**Given entries:**
Begin
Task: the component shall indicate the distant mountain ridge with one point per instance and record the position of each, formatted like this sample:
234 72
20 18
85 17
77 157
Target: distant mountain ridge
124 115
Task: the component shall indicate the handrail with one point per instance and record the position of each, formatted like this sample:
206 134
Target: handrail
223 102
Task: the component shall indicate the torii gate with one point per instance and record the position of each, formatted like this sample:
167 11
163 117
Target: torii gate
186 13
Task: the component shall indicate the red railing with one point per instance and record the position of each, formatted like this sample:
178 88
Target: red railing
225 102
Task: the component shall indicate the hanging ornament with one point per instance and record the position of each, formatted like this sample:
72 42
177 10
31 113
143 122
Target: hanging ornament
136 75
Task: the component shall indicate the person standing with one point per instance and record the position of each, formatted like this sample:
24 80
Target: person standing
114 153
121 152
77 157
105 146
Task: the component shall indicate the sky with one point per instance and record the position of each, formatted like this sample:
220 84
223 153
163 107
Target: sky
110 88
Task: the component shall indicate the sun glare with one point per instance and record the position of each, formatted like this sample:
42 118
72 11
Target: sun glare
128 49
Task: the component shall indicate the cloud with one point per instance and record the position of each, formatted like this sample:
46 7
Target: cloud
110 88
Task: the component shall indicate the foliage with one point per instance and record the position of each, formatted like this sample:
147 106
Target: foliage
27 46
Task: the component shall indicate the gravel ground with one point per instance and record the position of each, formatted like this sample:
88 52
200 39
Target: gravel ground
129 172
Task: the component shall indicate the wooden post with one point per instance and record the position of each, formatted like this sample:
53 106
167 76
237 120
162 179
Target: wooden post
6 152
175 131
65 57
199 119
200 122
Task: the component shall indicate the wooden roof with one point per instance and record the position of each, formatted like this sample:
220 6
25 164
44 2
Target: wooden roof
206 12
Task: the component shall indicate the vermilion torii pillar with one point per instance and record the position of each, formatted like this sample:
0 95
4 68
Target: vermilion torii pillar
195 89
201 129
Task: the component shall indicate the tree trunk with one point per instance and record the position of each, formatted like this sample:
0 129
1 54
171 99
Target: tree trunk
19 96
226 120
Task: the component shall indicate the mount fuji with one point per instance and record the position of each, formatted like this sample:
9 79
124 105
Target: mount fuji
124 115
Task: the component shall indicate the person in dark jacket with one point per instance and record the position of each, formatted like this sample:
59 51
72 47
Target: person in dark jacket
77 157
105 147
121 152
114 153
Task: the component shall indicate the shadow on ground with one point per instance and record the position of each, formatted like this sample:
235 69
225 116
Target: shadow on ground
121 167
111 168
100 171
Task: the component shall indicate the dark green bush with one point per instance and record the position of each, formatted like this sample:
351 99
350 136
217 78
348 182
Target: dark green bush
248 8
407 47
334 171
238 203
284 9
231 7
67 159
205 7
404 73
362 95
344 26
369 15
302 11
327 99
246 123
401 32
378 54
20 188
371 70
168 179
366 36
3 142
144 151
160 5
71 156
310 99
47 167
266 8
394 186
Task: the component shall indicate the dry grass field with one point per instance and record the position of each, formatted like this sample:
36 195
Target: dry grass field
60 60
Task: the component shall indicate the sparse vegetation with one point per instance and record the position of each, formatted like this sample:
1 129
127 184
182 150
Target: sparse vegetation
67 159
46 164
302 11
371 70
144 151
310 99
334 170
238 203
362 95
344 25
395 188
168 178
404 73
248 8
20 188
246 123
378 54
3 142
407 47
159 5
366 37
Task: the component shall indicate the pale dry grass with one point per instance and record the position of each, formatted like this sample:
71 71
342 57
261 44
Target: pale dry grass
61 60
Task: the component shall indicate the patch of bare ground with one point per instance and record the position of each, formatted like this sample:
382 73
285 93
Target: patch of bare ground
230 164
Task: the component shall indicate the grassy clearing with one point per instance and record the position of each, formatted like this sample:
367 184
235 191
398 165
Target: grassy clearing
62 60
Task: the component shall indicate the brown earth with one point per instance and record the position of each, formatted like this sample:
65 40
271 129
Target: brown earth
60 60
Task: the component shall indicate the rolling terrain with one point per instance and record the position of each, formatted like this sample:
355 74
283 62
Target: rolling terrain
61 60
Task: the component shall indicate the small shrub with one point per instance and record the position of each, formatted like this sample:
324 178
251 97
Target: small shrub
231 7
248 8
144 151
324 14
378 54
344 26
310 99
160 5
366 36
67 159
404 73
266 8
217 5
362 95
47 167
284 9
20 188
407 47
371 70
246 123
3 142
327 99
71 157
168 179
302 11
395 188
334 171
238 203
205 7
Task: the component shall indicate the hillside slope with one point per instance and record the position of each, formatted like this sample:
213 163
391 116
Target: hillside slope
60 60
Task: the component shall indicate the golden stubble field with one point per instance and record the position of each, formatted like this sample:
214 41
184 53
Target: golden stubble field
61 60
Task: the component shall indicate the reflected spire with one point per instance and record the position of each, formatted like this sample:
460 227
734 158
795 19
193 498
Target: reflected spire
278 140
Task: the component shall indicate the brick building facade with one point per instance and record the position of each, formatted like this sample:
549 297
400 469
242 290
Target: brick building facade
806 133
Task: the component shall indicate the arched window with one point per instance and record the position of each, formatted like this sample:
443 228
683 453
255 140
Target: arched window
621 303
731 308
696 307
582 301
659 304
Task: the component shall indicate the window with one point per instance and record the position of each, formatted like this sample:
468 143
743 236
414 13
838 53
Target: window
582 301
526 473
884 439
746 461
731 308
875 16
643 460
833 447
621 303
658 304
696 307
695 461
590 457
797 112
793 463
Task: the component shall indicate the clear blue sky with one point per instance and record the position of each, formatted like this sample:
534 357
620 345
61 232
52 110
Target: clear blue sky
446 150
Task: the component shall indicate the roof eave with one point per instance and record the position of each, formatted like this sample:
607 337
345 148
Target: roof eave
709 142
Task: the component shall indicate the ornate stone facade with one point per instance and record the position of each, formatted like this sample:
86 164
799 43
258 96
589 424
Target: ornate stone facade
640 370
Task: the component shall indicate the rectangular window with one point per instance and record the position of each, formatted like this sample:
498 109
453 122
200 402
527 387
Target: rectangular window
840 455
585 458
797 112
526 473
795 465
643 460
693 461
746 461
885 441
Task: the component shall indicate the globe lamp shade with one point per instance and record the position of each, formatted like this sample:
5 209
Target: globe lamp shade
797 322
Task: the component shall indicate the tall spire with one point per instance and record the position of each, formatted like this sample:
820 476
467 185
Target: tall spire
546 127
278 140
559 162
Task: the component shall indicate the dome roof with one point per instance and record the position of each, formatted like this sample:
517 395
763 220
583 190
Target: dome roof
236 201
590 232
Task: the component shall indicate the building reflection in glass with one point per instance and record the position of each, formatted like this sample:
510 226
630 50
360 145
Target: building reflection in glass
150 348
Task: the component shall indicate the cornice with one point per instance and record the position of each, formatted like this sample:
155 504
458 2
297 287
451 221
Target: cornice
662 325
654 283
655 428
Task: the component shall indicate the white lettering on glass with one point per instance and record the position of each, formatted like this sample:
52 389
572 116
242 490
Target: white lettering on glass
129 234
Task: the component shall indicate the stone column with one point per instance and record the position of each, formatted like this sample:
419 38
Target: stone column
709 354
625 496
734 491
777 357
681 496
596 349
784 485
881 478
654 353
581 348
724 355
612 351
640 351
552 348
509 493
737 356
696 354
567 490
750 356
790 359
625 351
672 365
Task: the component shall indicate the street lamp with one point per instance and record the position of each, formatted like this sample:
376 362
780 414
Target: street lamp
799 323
End
**Your instructions:**
With both ends included, please retype exactly the lines from the line containing "Task: the component shall indicate the stone" to the final line of the data.

**Reply:**
Task: the component shall indicate the stone column with one point per instance and record the position of each, formatted like this sample:
419 38
Target: stone column
709 354
625 496
734 491
777 357
681 496
596 349
784 485
881 478
654 353
581 348
724 355
612 351
640 351
552 348
509 493
737 356
696 354
567 490
750 356
790 359
625 351
672 365
Task: the component shall indicate the street lamp with one point per instance and record the position of each, formatted like this sample:
376 362
780 414
Target: street lamp
799 323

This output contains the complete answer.